> Stated task:
From the listing below, pull out and copy each line containing the word "white". Letter case counts.

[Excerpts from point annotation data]
════════════════════
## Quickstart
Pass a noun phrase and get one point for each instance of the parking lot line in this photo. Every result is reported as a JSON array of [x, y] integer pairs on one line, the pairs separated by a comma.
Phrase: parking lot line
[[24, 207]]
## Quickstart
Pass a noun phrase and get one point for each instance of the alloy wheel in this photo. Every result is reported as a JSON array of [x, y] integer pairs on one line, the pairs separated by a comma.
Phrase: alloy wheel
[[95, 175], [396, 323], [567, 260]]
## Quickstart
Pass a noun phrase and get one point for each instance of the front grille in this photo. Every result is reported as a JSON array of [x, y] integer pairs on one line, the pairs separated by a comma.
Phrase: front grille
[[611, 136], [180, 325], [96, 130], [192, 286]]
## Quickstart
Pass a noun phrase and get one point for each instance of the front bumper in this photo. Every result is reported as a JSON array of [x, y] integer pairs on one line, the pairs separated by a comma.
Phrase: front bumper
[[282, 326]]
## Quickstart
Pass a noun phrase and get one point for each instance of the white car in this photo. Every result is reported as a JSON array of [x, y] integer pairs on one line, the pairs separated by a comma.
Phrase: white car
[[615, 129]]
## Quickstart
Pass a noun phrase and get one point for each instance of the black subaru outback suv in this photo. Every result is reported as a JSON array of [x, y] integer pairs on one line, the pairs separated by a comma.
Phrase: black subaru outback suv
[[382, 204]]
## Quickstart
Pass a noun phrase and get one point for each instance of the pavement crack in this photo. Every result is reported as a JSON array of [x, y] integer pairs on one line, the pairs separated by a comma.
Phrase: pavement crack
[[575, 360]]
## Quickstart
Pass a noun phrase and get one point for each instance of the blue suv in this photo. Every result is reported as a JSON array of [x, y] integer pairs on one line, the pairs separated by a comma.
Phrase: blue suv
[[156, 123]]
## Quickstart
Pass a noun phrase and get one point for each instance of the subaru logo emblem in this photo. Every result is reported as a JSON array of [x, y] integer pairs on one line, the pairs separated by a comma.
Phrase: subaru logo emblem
════════════════════
> Exercise answer:
Pass a noun phrase and get one point for each instance of the white car in this photo. Every result is reported as a JSON array of [x, y] integer pairs on one line, the pairs separated by a comma.
Phrase: white car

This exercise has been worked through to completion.